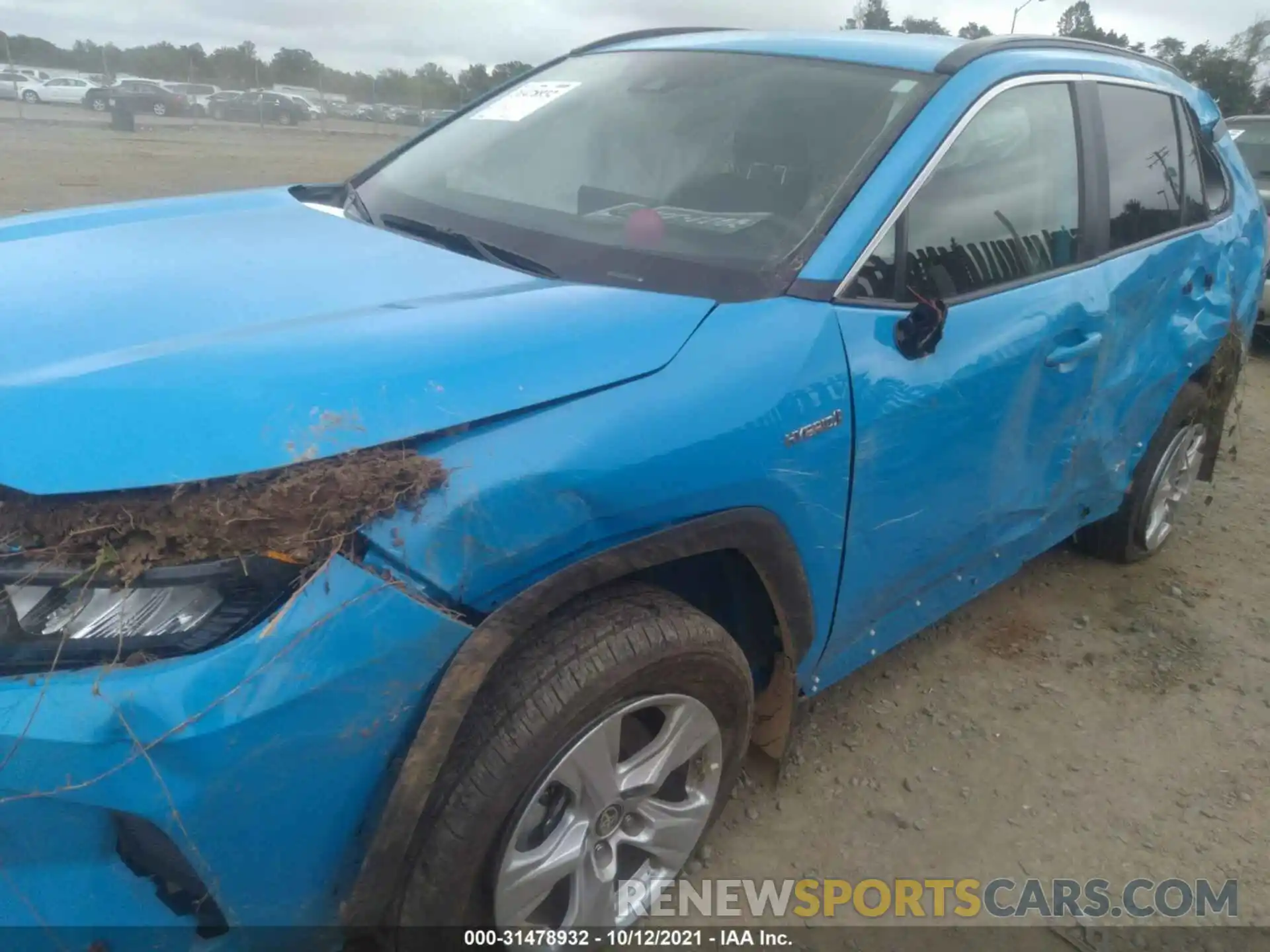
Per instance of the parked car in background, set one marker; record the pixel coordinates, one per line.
(220, 98)
(12, 84)
(62, 89)
(1251, 135)
(431, 117)
(197, 95)
(138, 97)
(314, 110)
(261, 107)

WHAT TO DO: Render each line of the records as a Markdown table with columns No. and Entry. Number the rows in order, skip blank lines, and omit the pictures.

SOLUTION FOR THIS PROBLEM:
| No. | Entry |
|---|---|
| 1 | Per instance of the parked car in background, set one marker; record the pixel coordinates, one per line. |
| 2 | (220, 98) |
| 3 | (12, 84) |
| 4 | (62, 89) |
| 5 | (1251, 135) |
| 6 | (431, 117) |
| 7 | (197, 95) |
| 8 | (138, 97) |
| 9 | (314, 110) |
| 10 | (261, 107) |